(Collection entries)
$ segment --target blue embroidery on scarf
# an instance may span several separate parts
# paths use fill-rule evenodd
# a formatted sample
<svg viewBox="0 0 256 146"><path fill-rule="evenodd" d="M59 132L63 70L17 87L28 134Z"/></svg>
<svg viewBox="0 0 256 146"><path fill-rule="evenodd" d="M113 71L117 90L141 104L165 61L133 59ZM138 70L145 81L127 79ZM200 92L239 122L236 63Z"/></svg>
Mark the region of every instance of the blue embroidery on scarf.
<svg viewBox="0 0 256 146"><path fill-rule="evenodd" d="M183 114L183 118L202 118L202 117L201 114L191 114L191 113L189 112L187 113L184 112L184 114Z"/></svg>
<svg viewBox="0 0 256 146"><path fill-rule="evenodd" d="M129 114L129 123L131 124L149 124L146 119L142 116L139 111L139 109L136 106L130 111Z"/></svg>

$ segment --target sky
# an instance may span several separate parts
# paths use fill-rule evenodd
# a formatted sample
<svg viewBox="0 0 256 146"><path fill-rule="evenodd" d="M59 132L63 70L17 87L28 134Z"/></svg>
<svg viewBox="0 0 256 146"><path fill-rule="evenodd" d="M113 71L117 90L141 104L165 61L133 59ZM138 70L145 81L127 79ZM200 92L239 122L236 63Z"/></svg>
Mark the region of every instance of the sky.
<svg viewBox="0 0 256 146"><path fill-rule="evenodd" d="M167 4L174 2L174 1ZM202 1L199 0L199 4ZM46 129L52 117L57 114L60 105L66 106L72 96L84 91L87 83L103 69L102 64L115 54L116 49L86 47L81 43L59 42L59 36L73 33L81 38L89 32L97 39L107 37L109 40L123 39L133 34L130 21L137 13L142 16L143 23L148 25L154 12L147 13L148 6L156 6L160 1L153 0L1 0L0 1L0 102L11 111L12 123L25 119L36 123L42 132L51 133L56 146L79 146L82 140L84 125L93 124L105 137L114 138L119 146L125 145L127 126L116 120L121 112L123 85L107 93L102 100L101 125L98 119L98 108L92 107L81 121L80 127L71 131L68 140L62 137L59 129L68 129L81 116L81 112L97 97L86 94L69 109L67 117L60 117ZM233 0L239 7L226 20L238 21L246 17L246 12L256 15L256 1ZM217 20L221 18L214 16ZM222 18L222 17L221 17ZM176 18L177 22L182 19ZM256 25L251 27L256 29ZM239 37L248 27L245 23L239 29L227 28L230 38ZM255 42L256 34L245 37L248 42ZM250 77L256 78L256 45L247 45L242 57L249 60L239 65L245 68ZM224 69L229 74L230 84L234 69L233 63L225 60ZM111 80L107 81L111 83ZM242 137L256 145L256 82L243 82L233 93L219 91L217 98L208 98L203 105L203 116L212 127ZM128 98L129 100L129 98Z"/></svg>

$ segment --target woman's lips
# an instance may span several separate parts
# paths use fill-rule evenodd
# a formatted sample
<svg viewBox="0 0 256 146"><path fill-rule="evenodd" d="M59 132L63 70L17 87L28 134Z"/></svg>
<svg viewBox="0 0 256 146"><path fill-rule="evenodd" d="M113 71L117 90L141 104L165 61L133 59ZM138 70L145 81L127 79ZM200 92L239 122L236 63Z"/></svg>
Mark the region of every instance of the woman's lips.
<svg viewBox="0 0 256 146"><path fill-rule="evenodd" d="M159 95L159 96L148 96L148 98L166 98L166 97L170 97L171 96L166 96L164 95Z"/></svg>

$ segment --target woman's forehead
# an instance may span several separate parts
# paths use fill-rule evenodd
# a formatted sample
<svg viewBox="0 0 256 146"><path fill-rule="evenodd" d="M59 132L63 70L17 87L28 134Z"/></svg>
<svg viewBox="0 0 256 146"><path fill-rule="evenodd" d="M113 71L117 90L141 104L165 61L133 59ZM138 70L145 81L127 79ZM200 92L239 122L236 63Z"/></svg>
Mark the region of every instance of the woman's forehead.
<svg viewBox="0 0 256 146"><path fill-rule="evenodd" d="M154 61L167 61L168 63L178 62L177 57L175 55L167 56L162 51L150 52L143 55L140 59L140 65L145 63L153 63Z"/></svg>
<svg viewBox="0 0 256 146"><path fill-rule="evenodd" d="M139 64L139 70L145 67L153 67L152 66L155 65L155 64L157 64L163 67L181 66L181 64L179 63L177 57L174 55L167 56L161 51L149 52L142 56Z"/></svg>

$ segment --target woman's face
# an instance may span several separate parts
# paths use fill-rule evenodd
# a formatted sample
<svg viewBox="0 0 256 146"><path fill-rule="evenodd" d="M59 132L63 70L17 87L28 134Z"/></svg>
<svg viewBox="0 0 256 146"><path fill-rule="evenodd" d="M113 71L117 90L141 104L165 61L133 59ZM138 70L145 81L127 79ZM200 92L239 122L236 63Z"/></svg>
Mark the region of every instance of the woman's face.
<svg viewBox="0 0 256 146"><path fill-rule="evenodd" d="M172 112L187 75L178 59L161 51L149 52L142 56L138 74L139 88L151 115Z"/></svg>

#### Exercise task:
Recast everything in the listing from the line containing "--target woman's face" down through the end of the listing as a JSON list of strings, with one string per line and blank lines omitted.

#### The result:
[
  "$ segment --target woman's face",
  "# an instance may span several separate parts",
  "# paths use fill-rule evenodd",
  "# a formatted sample",
  "<svg viewBox=\"0 0 256 146\"><path fill-rule=\"evenodd\" d=\"M59 132L63 70L17 87L28 134Z\"/></svg>",
  "<svg viewBox=\"0 0 256 146\"><path fill-rule=\"evenodd\" d=\"M113 71L117 90L141 104L165 61L133 59ZM138 70L145 81L127 79ZM200 92L239 122L236 63Z\"/></svg>",
  "Mark the region of every instance of the woman's face.",
  "<svg viewBox=\"0 0 256 146\"><path fill-rule=\"evenodd\" d=\"M172 112L187 75L178 59L161 51L149 52L142 56L138 74L139 88L151 115Z\"/></svg>"
]